I have lost another one of my adorable dogs, the heartbreak is overwhelming :(((

Hi all

 

Some of you know about the terrible heartbreak I have encountered over the last 2 years but for the benefit of others I will explain.

 

In January 2013 I lost my gorgeous collie cross Sally. She had been diagnosed as having congestive heart failure in March 2012 but it was being controlled with medication. In December 2013 she was diagnosed as having lymphodema and it was very aggressive, she could not be given steroids as they would cause her heart to fail totally. When I got up on the morning of January 6th 1 front leg and 1 back leg was swollen terribly with fluid as a result of the cancer and she could not stand up. I had to have her put to sleep that day and my heart felt like it had been ripped out Smiley Sad Although I did not know her true age as she was a rescue, I believe she was around 16/17 so she had a good innings and she was spoilt rotten by me. I miss her and yearn for her snuggles every single day. xxx

 

In February 2013 I lost my dad, again to that vile disease that is cancer. He had been diagnosed as having several brain tumours in July 2012 which they thought they could treat but in November 2012 we were told it was terminal and that it was throughout his body 😞 Again I miss him every single day, he was my best friend and just the most amazing person. xxx

 

In December 2013 I lost my gorgeous border collie Jess, she had a massive stroke and I rushed her to the vets of course but she had another stroke on the way there and she had to be put to sleep. Again she had a very good innings as she was 16. I miss her too and yearn for her cuddles every single day xxx

 

As time went on my remaining dog Molly (an aussie shepherd) got so depressed it was pitiful, she had lost both her pals within 12 months of each other and she was lost. At the end of January this year I rescued a 12 week old GSD Collie cross who had been badly neglected and was literally skin and bone. His name is Shadow and he is a big big bear and him and Molly were inseperable, she adored him and he her so despite my heartache I was happy that Molly was no longer depressed bless her xxx

 

Almost 6 weeks ago I kicked my partner out as I found out he was cheating on me but he had put me through hell for most of our 4+ years together so despite being crazy about it him once upon a time I was glad to see the back of him if that makes sense but nontheless it was painful initially but I am totally over him now as I was able to learn to despise him after everything he put me through (very long story).

__Supplied information__
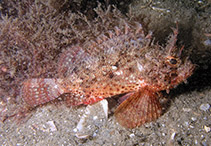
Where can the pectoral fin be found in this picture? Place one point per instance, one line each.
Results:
(141, 107)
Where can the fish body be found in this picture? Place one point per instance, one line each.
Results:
(124, 60)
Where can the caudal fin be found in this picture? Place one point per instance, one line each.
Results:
(40, 91)
(141, 107)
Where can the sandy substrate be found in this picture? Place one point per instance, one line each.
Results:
(186, 122)
(186, 118)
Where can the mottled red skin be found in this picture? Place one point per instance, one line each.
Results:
(124, 60)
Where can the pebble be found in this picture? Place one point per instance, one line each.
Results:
(204, 107)
(52, 126)
(94, 117)
(207, 129)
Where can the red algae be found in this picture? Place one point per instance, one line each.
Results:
(109, 56)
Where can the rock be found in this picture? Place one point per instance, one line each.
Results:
(204, 107)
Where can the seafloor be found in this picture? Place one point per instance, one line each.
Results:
(186, 120)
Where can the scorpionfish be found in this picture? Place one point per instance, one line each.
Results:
(123, 61)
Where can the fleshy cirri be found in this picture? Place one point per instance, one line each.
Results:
(125, 60)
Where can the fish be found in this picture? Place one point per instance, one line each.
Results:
(125, 61)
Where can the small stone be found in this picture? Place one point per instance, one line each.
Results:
(207, 129)
(193, 118)
(132, 135)
(186, 109)
(204, 107)
(173, 135)
(94, 117)
(52, 126)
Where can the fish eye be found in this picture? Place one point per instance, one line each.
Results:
(172, 61)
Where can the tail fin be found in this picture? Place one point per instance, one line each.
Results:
(141, 107)
(40, 91)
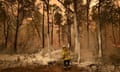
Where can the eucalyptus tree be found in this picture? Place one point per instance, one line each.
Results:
(66, 4)
(58, 21)
(105, 14)
(9, 18)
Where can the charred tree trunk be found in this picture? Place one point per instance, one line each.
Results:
(6, 29)
(77, 41)
(88, 2)
(16, 32)
(99, 33)
(52, 27)
(69, 28)
(59, 34)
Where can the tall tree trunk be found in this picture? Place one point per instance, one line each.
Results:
(77, 41)
(52, 27)
(88, 1)
(119, 28)
(48, 28)
(43, 39)
(6, 29)
(59, 34)
(17, 30)
(69, 28)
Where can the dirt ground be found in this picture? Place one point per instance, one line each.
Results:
(53, 68)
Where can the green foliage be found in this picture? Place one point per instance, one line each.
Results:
(108, 12)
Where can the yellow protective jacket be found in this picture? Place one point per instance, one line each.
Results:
(66, 55)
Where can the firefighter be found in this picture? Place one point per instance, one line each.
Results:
(66, 56)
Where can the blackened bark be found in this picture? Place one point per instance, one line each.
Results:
(43, 40)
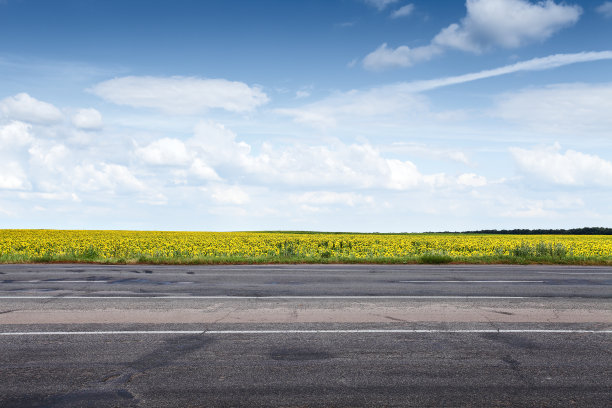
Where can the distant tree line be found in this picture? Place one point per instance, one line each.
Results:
(572, 231)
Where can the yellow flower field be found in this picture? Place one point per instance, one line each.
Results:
(152, 246)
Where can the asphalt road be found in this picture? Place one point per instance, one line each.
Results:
(301, 335)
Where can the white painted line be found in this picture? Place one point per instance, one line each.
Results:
(576, 273)
(349, 331)
(40, 281)
(456, 281)
(266, 297)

__Actions to take__
1: Summarize the dog-loss post in two sentences.
2: Translate this sentence from the dog-loss post into Spanish: "In February 2013 I lost my dad, again to that vile disease that is cancer."
3: Proceed with the dog-loss post, starting right after its final sentence.
The data plays no part in working with the dog-loss post.

__Solved tasks__
1: The writer of the post recounts losing collie cross Sally to an aggressive cancer, losing their father to cancer, and losing border collie Jess to a massive stroke. They then describe rescuing a neglected puppy named Shadow, who ended their remaining dog Molly's depression, and kicking out a partner who had been cheating on them.

2: En febrero de 2013 perdí a mi padre, otra vez por esa vil enfermedad que es el cáncer.

3:
 

Last Thursday evening my gorgeous Aussie Shepherd Molly took ill before my eyes, drooling, struggling for breath so I of course rushed her to the vets. She walked to the car but had to be helped in and again she needed lifting out when we got to the vets but she walked into the surgery albeit at a snails pace. As it was out of hours we had to wait for around 10 mins for the vet to finish off with someone else and by the time we were called in to the consulting room she could not stand up 😞 When the vet started to examine her she discover that Molly was paralysed in her back legs and when she examined her front she discovered that Molly could not see 😞 The vet said that she believed it was a massive brain tumour and I knew I had no choice but to have her put to sleep. At that point I collapsed, my legs buckled under me, I could not believe what was happening to my big bear, she was only 5 bless her. While the vet went off to prepare the injection and give us the chance to say our goodbyes Molly went into a massive seizure which was just totally horrific, my daughter was with us and I did my best to shield her from what was happening whilst shouting for the vet to come and end her suffering quickly as she was dying in my arms in much the same way as Jess did 😞 The vet could not find a vein so she had to inject straight into her heart.

 

I still cannot believe that she has gone and I honestly don't know how I am going to get through this, My heart feels like it has been ripped out of my chest, I have never known pain like it.

 

I love all my animals the same but when they are taken from us young you feel cheated, you expect to have them around for 15 years or so, the physical pain is just crippling me and I just do not know how to deal with this.

 

:(:(:(

 

xxx

PhotobucketAt last!! An ignore button!!!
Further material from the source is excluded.